═════ EXCERPTED PASSAGE
Muzykivka (Музиківка) is a large village located in Kherson Raion north of the city of Kherson, Kherson Oblast. It hosts the administration of Muzykivka rural hromada, one of the hromadas of Ukraine.

== Geography ==
The village is situated 13 km from the centre of Kherson city. It has an area of 5.6 km^{2} and a population of approximately 2,672 people.

== History ==

Muzykivka is first mentioned in written sources in 1815 as "Muzykyni khutory" (Музикині хутори, literally "Muzyky's khutir"). According to local tradition, "Muzyky" was the surname of a Cossack who founded the settlement.

In the times of the Soviet Union, Muzykivka was assigned to Bilozerka Raion of Kherson Oblast. During World War II, Muzykivka was occupied by Nazi Germany between 18 August 1941 and 14 March 1944.

In 2008, the settlements Vysuntsi and Miroshnykivka, which were previously administratively subordinated to Muzykivka, were split off to become independent settlements. Bilozerka Raion was abolished in July 2020 as a result of the administrative reform of Ukraine's districts, which reduced the number of raions of Kherson Oblast to five, merging Bilozerka Raion's territory, including Muzykivka, into Kherson Raion.
══════════
WORK INSTRUCTIONS:
Copy out the passage above about the village of Muzykivka word for word, in full.
═════ RECORDS SUPPLIED
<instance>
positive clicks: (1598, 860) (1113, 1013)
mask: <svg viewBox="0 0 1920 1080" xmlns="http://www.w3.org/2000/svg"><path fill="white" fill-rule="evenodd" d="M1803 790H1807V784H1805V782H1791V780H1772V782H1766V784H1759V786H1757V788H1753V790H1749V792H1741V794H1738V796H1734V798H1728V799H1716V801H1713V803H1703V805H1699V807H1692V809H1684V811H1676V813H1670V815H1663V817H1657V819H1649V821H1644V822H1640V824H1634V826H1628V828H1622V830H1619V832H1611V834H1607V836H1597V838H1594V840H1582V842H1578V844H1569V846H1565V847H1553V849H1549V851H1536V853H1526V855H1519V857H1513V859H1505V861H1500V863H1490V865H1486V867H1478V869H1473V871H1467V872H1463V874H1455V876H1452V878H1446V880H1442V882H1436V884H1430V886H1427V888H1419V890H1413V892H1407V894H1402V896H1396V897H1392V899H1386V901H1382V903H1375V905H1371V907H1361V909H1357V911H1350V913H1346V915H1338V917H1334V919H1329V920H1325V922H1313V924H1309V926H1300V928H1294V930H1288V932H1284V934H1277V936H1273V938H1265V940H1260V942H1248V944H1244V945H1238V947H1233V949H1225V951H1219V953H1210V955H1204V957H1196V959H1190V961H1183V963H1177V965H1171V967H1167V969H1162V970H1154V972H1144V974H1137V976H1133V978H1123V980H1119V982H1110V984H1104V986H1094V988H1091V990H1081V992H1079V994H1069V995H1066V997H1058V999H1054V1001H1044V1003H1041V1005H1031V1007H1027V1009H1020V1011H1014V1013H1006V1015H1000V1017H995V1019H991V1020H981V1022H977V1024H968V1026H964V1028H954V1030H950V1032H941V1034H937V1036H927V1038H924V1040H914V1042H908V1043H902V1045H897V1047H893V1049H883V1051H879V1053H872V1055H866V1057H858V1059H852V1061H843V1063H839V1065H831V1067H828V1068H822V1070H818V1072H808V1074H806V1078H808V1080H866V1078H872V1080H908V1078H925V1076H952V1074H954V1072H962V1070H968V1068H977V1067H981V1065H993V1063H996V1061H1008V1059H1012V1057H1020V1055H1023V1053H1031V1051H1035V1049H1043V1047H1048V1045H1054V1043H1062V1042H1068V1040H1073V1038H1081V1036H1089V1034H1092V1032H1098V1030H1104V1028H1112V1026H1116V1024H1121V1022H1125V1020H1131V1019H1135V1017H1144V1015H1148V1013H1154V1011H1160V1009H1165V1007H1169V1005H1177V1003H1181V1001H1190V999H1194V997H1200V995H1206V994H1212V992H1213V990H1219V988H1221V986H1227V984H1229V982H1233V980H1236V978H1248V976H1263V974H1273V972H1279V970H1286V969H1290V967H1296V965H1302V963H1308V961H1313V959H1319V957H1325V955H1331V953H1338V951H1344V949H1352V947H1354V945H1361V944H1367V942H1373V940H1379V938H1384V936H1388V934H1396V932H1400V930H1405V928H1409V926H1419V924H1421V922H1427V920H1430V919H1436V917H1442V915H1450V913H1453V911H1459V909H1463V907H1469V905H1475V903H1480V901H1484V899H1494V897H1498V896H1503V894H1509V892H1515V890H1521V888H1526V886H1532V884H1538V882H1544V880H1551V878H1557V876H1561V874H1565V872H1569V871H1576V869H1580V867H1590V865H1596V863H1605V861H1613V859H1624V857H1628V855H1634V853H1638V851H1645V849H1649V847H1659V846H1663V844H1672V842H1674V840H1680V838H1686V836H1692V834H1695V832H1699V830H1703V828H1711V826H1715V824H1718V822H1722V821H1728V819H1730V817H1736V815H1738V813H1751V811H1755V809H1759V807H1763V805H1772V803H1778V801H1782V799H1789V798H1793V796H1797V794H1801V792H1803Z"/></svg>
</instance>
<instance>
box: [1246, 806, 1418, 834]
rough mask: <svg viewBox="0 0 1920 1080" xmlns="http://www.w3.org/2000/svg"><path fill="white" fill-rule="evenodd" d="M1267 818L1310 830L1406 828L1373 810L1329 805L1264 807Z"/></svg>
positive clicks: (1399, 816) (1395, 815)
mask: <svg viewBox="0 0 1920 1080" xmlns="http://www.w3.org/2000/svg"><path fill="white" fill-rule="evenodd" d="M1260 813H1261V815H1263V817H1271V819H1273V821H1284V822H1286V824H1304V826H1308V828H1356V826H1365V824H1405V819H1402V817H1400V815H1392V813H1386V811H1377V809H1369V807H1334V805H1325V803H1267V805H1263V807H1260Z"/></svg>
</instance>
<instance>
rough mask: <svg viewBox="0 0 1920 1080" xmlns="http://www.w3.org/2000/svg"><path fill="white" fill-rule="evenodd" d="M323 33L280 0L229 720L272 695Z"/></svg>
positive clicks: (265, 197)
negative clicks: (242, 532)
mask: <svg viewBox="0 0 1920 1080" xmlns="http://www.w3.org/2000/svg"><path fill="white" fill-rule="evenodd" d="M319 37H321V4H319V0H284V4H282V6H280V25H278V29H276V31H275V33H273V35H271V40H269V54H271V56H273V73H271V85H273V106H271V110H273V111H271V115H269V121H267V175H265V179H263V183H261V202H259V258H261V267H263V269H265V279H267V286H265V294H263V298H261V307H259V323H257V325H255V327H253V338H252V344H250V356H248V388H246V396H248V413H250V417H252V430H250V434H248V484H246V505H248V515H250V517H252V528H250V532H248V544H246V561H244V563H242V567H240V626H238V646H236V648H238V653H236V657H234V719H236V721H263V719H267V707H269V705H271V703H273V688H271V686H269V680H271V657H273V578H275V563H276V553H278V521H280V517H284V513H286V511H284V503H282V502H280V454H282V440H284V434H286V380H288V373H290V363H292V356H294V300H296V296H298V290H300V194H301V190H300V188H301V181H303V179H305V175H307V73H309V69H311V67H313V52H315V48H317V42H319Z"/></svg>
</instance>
══════════
OUTPUT BELOW:
Muzykivka (Музиківка) is a large village located in Kherson Raion north of the city of Kherson, Kherson Oblast. It hosts the administration of Muzykivka rural hromada, one of the hromadas of Ukraine.

== Geography ==
The village is situated 13 km from the centre of Kherson city. It has an area of 5.6 km^{2} and a population of approximately 2,672 people.

== History ==

Muzykivka is first mentioned in written sources in 1815 as "Muzykyni khutory" (Музикині хутори, literally "Muzyky's khutir"). According to local tradition, "Muzyky" was the surname of a Cossack who founded the settlement.

In the times of the Soviet Union, Muzykivka was assigned to Bilozerka Raion of Kherson Oblast. During World War II, Muzykivka was occupied by Nazi Germany between 18 August 1941 and 14 March 1944.

In 2008, the settlements Vysuntsi and Miroshnykivka, which were previously administratively subordinated to Muzykivka, were split off to become independent settlements. Bilozerka Raion was abolished in July 2020 as a result of the administrative reform of Ukraine's districts, which reduced the number of raions of Kherson Oblast to five, merging Bilozerka Raion's territory, including Muzykivka, into Kherson Raion.